Work instruction:
Please retype the records below exactly as they appear, but leave out the pictures.

Dataset excerpts:

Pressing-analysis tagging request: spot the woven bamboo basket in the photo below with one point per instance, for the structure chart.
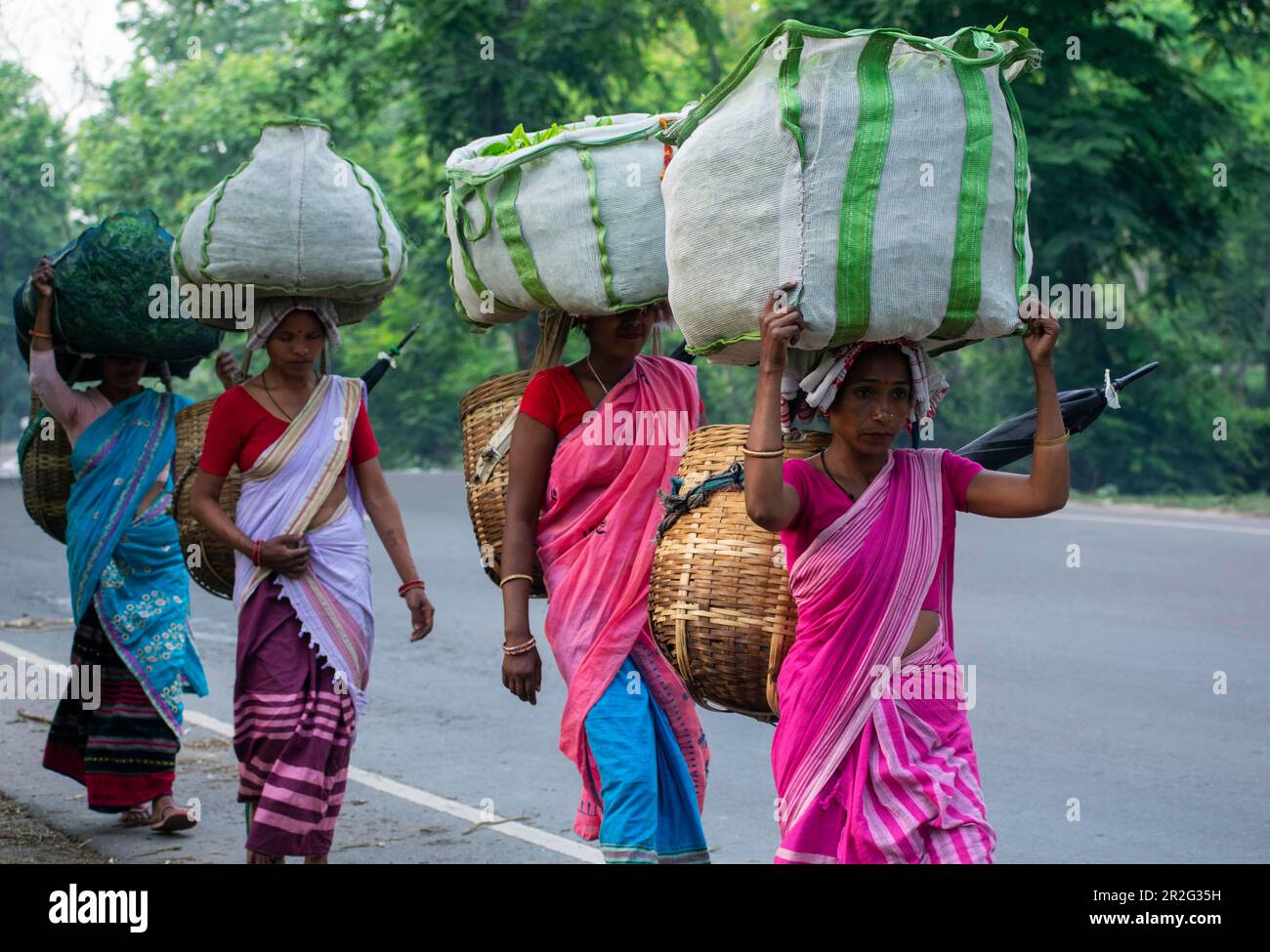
(719, 600)
(47, 476)
(481, 413)
(487, 414)
(211, 562)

Exercise result:
Pressing-analysis tagging request: spot the woven bamboo basket in the photo below with one point per instance, for the structure chart.
(719, 600)
(47, 476)
(481, 413)
(487, 414)
(211, 562)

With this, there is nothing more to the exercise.